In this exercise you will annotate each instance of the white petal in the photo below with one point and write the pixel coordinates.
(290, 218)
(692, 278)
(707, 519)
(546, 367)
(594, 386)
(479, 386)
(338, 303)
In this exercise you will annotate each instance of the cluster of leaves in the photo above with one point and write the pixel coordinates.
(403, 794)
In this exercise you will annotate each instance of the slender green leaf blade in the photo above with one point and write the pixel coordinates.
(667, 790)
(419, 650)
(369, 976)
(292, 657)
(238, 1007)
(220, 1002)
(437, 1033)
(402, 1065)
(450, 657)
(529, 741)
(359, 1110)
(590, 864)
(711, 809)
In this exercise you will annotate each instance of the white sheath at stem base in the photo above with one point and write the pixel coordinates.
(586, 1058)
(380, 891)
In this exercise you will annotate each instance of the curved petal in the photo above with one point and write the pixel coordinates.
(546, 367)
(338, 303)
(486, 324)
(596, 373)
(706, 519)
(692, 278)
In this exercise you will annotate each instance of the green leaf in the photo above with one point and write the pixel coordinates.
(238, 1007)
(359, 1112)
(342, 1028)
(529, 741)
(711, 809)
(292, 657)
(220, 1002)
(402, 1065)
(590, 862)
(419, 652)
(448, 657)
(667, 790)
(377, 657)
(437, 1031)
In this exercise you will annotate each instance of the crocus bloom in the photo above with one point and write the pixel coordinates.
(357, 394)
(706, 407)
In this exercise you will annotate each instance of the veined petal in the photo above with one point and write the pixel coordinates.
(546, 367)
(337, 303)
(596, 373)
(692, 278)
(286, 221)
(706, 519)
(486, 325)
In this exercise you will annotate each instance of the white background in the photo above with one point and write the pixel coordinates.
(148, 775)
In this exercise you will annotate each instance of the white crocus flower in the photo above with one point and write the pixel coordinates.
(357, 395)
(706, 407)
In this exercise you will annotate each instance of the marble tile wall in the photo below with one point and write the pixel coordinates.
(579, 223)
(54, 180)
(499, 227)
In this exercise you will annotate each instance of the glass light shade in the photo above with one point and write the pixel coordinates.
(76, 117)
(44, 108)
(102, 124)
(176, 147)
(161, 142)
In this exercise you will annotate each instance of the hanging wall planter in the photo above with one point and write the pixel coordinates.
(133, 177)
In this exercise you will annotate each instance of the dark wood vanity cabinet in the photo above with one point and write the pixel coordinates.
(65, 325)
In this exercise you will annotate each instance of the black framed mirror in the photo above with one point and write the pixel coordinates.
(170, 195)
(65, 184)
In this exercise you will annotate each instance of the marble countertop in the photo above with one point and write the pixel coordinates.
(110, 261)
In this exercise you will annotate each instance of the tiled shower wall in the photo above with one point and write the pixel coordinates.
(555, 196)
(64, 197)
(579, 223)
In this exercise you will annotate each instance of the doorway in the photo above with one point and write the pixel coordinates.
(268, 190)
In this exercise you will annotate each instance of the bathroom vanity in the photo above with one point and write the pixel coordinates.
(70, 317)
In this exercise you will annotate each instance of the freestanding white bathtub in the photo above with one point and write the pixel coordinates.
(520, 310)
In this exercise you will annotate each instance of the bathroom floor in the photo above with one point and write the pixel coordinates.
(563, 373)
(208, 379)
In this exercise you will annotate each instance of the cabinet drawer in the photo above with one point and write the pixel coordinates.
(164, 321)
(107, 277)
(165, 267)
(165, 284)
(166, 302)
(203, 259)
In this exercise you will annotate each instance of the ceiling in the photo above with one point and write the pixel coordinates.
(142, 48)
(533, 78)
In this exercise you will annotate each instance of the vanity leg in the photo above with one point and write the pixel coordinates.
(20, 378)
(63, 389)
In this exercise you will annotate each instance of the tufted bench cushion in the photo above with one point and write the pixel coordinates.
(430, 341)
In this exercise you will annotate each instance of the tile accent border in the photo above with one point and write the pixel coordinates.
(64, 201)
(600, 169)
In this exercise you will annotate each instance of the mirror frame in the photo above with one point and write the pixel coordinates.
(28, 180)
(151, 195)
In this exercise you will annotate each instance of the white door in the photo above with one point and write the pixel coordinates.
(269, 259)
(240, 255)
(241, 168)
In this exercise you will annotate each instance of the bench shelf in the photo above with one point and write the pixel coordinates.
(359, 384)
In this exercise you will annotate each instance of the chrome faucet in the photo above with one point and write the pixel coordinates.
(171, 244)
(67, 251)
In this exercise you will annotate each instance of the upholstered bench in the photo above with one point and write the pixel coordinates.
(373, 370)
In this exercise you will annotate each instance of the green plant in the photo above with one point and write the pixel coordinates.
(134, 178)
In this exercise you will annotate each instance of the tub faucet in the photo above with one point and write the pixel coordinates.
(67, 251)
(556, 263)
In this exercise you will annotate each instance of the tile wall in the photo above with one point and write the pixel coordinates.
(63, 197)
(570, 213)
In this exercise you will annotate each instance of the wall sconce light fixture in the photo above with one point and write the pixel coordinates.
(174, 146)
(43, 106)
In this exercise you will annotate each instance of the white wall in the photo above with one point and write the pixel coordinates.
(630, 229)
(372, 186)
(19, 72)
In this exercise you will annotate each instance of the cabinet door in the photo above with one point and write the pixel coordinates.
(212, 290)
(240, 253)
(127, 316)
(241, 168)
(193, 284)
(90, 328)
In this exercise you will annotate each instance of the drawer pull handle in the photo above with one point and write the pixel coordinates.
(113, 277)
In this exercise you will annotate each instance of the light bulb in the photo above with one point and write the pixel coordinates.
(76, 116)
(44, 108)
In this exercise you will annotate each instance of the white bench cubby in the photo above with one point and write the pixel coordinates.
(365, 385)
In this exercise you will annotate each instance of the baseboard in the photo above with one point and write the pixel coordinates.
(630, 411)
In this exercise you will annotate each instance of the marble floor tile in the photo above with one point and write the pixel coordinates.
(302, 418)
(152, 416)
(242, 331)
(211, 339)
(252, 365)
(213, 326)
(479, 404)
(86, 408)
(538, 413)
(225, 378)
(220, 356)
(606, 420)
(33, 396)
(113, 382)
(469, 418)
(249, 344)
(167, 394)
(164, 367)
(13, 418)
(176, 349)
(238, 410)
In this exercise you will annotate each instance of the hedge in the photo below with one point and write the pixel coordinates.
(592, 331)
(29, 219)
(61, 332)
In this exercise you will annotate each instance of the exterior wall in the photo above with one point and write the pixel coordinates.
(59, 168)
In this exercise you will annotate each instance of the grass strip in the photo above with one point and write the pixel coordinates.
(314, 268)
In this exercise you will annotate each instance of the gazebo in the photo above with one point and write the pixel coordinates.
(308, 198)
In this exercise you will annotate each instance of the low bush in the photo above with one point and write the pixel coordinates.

_INSTRUCTIONS TO FOLLOW_.
From the line holding "the marble floor" to the last line of the records, quote each line exactly and add nothing.

_IN RESPONSE_.
In this exercise you will annotate each instance of the marble floor tile in the photo above with one point and write the pixel coordinates.
(302, 418)
(152, 416)
(242, 331)
(211, 339)
(252, 365)
(213, 326)
(479, 404)
(86, 408)
(538, 413)
(225, 378)
(220, 356)
(606, 420)
(33, 396)
(113, 382)
(469, 418)
(249, 344)
(167, 394)
(164, 367)
(13, 418)
(176, 349)
(238, 410)
In this exercise you will annotate each instance of the hedge in the photo below with one point and write the pixel coordinates.
(592, 331)
(29, 219)
(61, 332)
In this exercise you will annotate each instance of the exterior wall in the photo above with one point and write the pixel coordinates.
(59, 168)
In this exercise you will annotate each instance of the grass strip in the photo above with one point and write the pixel coordinates.
(314, 268)
In this exercise you will annotate each instance of the gazebo in the photo above with one point and write the pixel coordinates.
(308, 198)
In this exercise you will annotate each instance of the low bush in the photo above with one point and write the pixel coordinates.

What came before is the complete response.